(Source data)

** START **

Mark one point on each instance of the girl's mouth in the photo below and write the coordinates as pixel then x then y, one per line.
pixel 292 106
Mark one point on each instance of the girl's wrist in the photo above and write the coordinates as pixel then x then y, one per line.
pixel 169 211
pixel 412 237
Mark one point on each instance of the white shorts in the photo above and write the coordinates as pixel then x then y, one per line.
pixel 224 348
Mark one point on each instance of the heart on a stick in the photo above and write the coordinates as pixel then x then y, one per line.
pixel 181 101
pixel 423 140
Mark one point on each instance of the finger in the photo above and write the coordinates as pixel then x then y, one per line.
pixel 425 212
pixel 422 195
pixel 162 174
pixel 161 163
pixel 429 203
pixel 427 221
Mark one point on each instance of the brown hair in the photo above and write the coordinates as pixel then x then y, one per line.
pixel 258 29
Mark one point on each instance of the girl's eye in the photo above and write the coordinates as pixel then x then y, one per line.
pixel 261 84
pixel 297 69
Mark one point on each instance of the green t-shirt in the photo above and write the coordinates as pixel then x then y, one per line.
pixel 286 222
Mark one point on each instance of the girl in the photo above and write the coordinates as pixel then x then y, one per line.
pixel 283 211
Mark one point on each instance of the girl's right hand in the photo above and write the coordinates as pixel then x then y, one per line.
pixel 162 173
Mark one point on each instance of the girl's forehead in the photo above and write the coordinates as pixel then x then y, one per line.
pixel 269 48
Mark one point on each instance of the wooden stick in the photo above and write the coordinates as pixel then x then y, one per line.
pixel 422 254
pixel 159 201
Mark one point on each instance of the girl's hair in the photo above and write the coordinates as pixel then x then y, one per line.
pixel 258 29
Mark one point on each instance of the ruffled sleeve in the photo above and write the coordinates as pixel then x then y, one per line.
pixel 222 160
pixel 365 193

** END **

Arrange the lines of the records above, from the first line through the line containing "pixel 412 237", inclusive, as a numbered list with blank lines left out.

▸ Problem solution
1. Mark one point on each instance of the girl's mouth in the photo below and write the coordinates as pixel then x then y, one per line.
2. pixel 292 106
3. Mark one point on each instance of the girl's wrist in the photo above and write the coordinates as pixel then x then y, one per line.
4. pixel 169 211
5. pixel 412 237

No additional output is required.